Page.
————————

State ex rel. Wine v. Keokuk & Western Railroad

99 Mo. 30 | Mo. | 1889

Brack, J.

This is a suit in the name of the state to the use of Wine, collector of Scotland county, to enforce the payment of state, county, school and municipal corporation taxes, levied on the property of the Missouri, Iowa and Nebraska Railway Company for the tax year ending in August, 1886. The defendant corporation became the purchaser of the railroad property after the taxes were levied, and the defense is that the property was exempt from taxation whilst owned by the Missouri, Iowa and Nebraska Railway Company. The circuit court ruled against the' defendant, and hence this appeal.

————————

Data segment.
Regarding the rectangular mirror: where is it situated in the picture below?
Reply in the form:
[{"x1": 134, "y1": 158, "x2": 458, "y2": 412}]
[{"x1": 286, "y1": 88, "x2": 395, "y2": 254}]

————————

Exercise task A. Copy the part of the court opinion starting at "This is a suit" and ending at "hence this appeal.".
Exercise task B. Carry the court opinion forward from its last sentence.
You won't need the lines to do this.

Answer A.
This is a suit in the name of the state to the use of Wine, collector of Scotland county, to enforce the payment of state, county, school and municipal corporation taxes, levied on the property of the Missouri, Iowa and Nebraska Railway Company for the tax year ending in August, 1886. The defendant corporation became the purchaser of the railroad property after the taxes were levied, and the defense is that the property was exempt from taxation whilst owned by the Missouri, Iowa and Nebraska Railway Company. The circuit court ruled against the' defendant, and hence this appeal.

Answer B.
The legislature, by the act of February 9, 1857 (Acts of 1856, p. 94), incorporated the Alexandria and Bloomfield Railroad Company with power to build a railroad from Alexandria, in Clark county, in the direction of Bloomfield, in the state of Iowa, to a point on the line between this and that state. The act provides that the construction of the road shall be commenced within ten years after its passage, and completed within ten years thereafter, and that “the stock of said company shall be exempt from taxation for a period of twenty years after its completion.” It is alleged in the answer, and not denied, that the company was duly organized in 1864, and then commenced and proceeded to carry out its proper business and railroad operations under the act.

*35The name of the company was changed to that of the Alexandria and Nebraska City Railroad by authority of the act of February 19, 1866. (Acts of 1865,1866, p. 222.) There are several sections in this act, and the fourth section provides that the whole, or any section thereof, shall be adopted by the board of directors, and shall be in full force from and after the adoption. It is alleged, and not denied, that the company adopted the first section, which authorized the change of name, but it does not appear that any of the other sections were adopted.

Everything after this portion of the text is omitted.